(Dataset entries)
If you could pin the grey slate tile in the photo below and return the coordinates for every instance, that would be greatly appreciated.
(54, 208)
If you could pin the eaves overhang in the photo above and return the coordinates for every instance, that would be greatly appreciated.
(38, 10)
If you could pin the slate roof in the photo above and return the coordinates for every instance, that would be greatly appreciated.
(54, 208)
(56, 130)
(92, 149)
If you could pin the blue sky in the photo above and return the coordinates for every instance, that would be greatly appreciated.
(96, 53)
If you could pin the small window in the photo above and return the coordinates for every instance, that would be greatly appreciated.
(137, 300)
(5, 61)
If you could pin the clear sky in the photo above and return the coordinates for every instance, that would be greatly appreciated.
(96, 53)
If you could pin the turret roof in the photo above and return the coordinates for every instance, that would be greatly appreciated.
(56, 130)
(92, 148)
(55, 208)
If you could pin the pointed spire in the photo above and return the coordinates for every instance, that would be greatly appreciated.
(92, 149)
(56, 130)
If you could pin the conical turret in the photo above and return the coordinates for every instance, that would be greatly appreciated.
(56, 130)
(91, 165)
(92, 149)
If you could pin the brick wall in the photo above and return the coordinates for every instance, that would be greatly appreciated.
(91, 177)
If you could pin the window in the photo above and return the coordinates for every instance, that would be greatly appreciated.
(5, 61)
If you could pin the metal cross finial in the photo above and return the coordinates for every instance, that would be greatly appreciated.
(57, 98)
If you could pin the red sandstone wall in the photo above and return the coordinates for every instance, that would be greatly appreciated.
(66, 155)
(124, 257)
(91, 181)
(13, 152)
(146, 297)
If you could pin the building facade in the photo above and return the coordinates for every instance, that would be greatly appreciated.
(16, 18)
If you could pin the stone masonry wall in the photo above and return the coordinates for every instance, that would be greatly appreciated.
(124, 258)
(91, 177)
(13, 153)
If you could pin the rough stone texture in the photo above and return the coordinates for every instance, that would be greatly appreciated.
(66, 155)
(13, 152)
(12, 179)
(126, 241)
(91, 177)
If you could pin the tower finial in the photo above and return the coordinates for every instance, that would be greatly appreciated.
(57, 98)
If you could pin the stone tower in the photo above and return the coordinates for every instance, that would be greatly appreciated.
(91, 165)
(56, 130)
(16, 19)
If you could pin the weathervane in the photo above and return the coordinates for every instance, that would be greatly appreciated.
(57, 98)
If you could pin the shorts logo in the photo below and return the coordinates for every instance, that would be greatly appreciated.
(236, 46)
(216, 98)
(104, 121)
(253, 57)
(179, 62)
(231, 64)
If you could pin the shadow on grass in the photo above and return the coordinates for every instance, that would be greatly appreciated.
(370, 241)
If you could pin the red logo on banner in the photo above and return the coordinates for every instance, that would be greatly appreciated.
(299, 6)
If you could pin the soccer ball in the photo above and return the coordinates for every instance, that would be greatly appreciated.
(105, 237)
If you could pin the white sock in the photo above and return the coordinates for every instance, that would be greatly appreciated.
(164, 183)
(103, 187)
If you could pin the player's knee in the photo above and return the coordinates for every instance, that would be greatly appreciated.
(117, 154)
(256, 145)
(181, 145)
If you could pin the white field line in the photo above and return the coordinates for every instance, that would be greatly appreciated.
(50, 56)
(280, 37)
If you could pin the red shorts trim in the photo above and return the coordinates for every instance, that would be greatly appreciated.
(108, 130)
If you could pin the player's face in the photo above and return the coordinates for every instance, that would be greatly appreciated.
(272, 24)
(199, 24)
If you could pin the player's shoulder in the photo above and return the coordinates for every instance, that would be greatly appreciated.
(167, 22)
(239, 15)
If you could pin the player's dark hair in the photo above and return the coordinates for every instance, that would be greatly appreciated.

▶ _DESCRIPTION OF THE TASK_
Write out all the records above one more time, exactly.

▶ _WRITTEN ANSWER_
If you could pin the grey slate tile in the photo below and return the coordinates for every instance, that would be greatly appreciated.
(54, 208)
If you could pin the eaves overhang in the photo above and return the coordinates for every instance, that would be greatly appreciated.
(38, 10)
If you could pin the slate roof in the photo above and return the coordinates for every instance, that would be greatly appreciated.
(54, 208)
(56, 130)
(92, 149)
If you could pin the blue sky in the photo above and return the coordinates for every instance, that would be greatly appreciated.
(96, 53)
If you could pin the small window in the photo above and return the coordinates for every instance, that would be greatly appreciated.
(137, 300)
(5, 61)
If you could pin the clear sky in the photo above and return the coordinates for every instance, that would be greatly appreciated.
(96, 53)
If you could pin the turret roof in the photo above and return the coordinates for every instance, that would be greatly appreciated.
(56, 130)
(92, 148)
(55, 208)
If you could pin the pointed spire in the photo above and return the coordinates for every instance, that would be greatly appreciated.
(92, 149)
(56, 130)
If you could pin the conical turret in the photo above and return the coordinates for every instance, that would be greatly appreciated.
(56, 130)
(91, 165)
(92, 149)
If you could pin the brick wall in the photo above and return the coordinates for every instance, that would be greatly appreciated.
(91, 177)
If you could pin the window in the photo above and return the coordinates for every instance, that would be greatly appreciated.
(5, 61)
If you could pin the metal cross finial in the photo above and return the coordinates for every instance, that would be greatly appreciated.
(57, 98)
If you could pin the red sandstone wall in the photo above and return the coordinates for every instance, that would be greatly appreciated.
(66, 155)
(124, 257)
(91, 181)
(13, 152)
(146, 297)
If you could pin the building facade in the photo above and return the coordinates for every instance, that would be greatly appreciated.
(16, 18)
If you could pin the stone masonry wall in the photo above and return the coordinates for every instance, that would be greatly appreciated.
(124, 258)
(91, 177)
(13, 153)
If you could pin the rough stone texture in the photo above and return the coordinates for every instance, that would be greatly appreciated.
(66, 155)
(13, 152)
(12, 179)
(126, 241)
(91, 177)
If you could pin the tower finial in the photo above and return the coordinates for every instance, that would be greatly appreciated.
(57, 98)
If you could pin the stone tower in the photo above and return the coordinates for every instance, that would be greatly appreciated.
(91, 165)
(56, 130)
(16, 19)
If you could pin the weathervane in the photo above and return the coordinates for every instance, that would be greatly appreciated.
(57, 98)
If you could pin the shorts logo in the photo below and return the coordinates for every instance, that would be greatly appreciated.
(236, 46)
(216, 98)
(104, 121)
(253, 57)
(179, 62)
(231, 64)
If you could pin the shadow on grass in the photo above and return the coordinates for every instance, that would be greatly appreciated.
(370, 241)
If you could pin the red logo on banner in the photo above and return the coordinates for every instance, that would be greatly appreciated.
(299, 6)
If you could pin the soccer ball in the photo above and return the coordinates for every instance, that would be greatly appreciated.
(105, 237)
If you could pin the white sock in the photo above and return the coordinates for every instance, that would be greatly appreciated.
(164, 183)
(103, 187)
If you could pin the player's knee in the photo above and return the coordinates for every instance, that would be greatly appreciated.
(117, 154)
(256, 145)
(181, 145)
If you could pin the white field line in the photo above and return the coordinates for every instance, that would be greatly appreciated.
(50, 56)
(280, 37)
If you could pin the red shorts trim in the photo above and return the coordinates for every instance, that would be greatly appreciated.
(108, 130)
If you could pin the player's face in the photo above and return the coordinates for every instance, that would be greatly appreciated.
(272, 24)
(199, 24)
If you could pin the player's shoulder in the photo above and return the coordinates for every instance, that would be greatly appreciated.
(167, 22)
(239, 15)
If you could pin the player's dark hair in the photo above and return the coordinates for every instance, that would be greatly appreciated.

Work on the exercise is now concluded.